*Tasks to perform*.
A: Reproduce the part of the baseball game text that opens with the words containing "In the first" and closes with "asks for it.", swapping "Jumbotron" for "scoreboard".
B: Extend the baseball game text from the point where it stops.

A kid from the gaggles they do let down to the field before the game starts, before scattering them back into the shadows, is tossed a ball and drops it. I run down, get it, and give it back to him. I don’t even think about it. Clearly, I need to go to the hospital.

In the first inning, Kevin Smith mashes a grand slam that arcs just over our heads inside the foul pole. Both teams hit well, and my artful photo of two beers overlooking the field is shown on the Jumbotron every other inning.

And it happens again. A ball gets tossed just to the side of us and I pounce. No kids present. I have my hands around it, about to subsume it into my essence, and then Tim asks for it.

I’ve known Tim since we were freshmen in college. We lived together in London. He’s directed me in plays; he’s directed plays I’ve written. When Kate and I got married, he was in both of our wedding parties. Earlier in this very game, he reminisced fondly about the time I had a mental breakdown 80 rows above us during the A’s 2019 playoff game. “I’ve seen you in a lot of unwell moments. A lot. Like, a lot. And that I think was one of your hands-down craziest displays of all time.” He knows me. We know about all there is to know about each other. He has also previously said to me, in this very game, “I would not be at all surprised if you tackled a child to the ground to get a ball.” He has called my obsession with game baseballs a suitable waste of my feeble physical and mental resources.

And here he is asking me for it.

*Data section*.

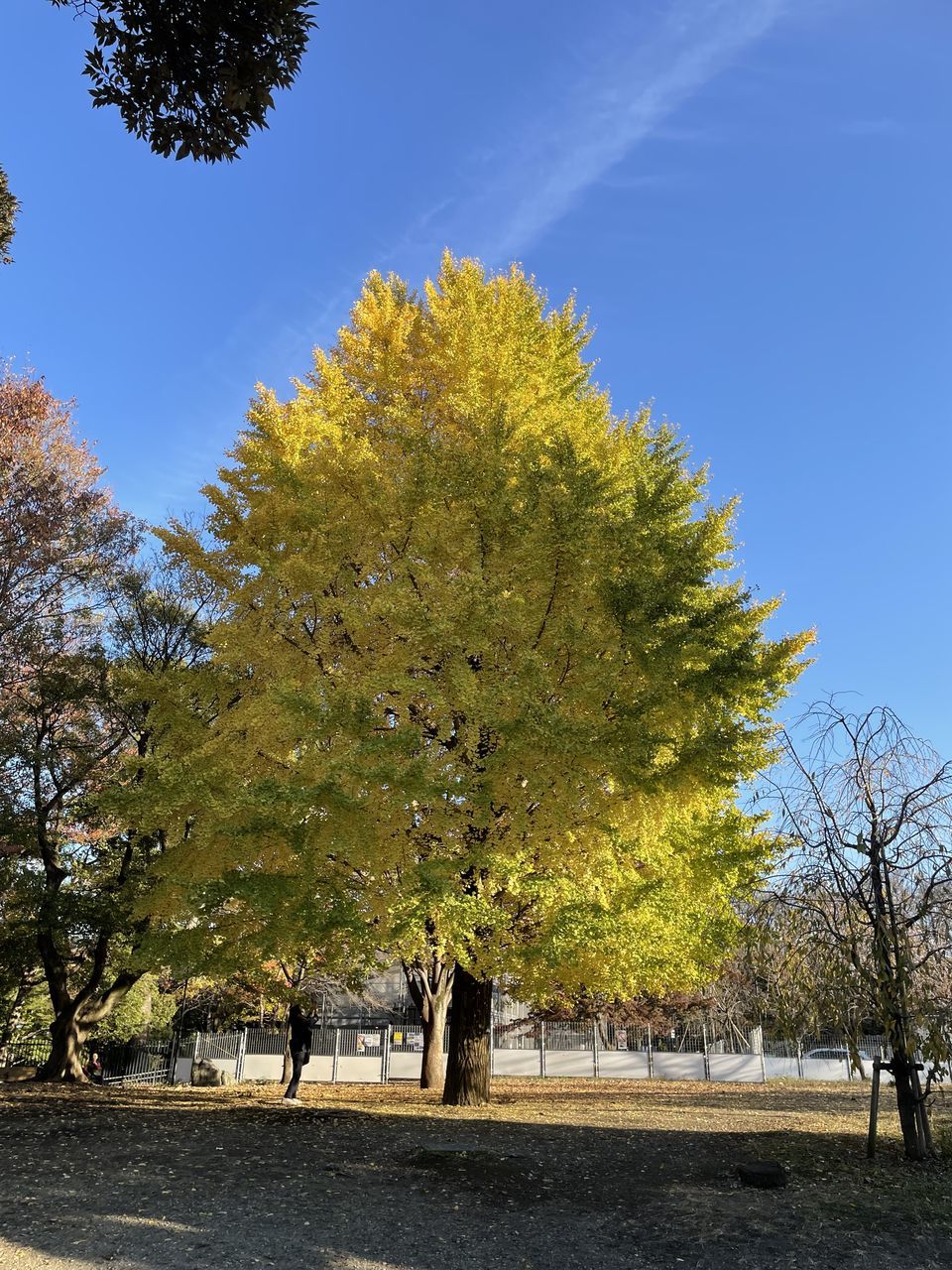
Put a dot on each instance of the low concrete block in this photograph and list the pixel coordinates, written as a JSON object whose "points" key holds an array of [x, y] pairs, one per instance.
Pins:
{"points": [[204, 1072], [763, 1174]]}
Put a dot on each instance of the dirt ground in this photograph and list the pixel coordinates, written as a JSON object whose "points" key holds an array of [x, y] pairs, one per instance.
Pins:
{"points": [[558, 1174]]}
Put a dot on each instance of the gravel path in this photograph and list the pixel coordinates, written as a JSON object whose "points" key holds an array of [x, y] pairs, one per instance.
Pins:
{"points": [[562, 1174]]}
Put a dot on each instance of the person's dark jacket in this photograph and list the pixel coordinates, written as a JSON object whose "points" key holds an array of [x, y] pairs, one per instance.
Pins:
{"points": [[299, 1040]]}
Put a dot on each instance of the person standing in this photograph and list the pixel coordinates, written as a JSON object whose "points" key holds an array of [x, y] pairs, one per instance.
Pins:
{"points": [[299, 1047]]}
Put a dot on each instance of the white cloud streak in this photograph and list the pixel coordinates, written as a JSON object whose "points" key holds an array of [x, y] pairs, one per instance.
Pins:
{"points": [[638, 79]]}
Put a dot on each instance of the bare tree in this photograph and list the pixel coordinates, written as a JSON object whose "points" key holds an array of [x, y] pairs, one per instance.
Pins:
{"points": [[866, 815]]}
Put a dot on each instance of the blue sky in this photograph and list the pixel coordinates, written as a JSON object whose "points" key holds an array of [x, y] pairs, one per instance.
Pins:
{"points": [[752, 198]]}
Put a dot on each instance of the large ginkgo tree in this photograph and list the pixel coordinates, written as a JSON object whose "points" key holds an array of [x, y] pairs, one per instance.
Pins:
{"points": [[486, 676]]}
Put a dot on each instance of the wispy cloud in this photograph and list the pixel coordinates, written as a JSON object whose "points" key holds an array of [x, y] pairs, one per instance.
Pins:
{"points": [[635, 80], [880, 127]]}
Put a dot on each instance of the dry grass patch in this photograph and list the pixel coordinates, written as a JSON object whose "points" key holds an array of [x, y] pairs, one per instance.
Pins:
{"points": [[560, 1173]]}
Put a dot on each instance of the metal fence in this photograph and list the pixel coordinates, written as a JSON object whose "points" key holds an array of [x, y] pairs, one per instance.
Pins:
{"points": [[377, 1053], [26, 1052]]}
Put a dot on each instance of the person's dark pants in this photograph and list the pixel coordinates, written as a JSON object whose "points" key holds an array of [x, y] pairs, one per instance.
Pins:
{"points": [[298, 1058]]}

*Answers provided*.
A:
In the first inning, Kevin Smith mashes a grand slam that arcs just over our heads inside the foul pole. Both teams hit well, and my artful photo of two beers overlooking the field is shown on the scoreboard every other inning.

And it happens again. A ball gets tossed just to the side of us and I pounce. No kids present. I have my hands around it, about to subsume it into my essence, and then Tim asks for it.

B:
I have so little right now with this team. Not just the payroll, the attendance, the obsessing over the dozens of tiny governmental fiefdoms in the Bay that must somehow all get together to keep the A’s here. Not just this five-game losing streak that will stretch to nine before it’s over. Not just these Rays that must also figure out their own stadium or be moved and yet can still make the World Series. It’s the deeper post-lockout feeling that we’re all just rubes and rats, scuttling around for the bits of cheese thrown from the luxury boxes. Or, in our case, feral cats hunting the rats hunting the cheese. My fandom being used against me to justify my mistreatment. I see a crack in the ceiling dripping brown water on the walkway from the Treehouse and think all at once this is gross / this is why we’ve got to get out of here / I hope this concrete doesn’t collapse and crush me or the cats. I’ve been hiding the ball in my pocket hoping that everyone will just forget about it. At least this is mine. I scuttled for it. If not my rat at least my cheese.  

And I give it to him.

He smells it, feels it, holds it up against the green of the field. He says, “Yeah, I get it now.”

I think about how these dispatches began three years ago. Up in the Treehouse, with practically free season tickets and cheap food and beer. A cantina of new fans and old fans and squirrelly oddballs. A summer off the ground, high up in the trees, made magical against the dull hum of the world.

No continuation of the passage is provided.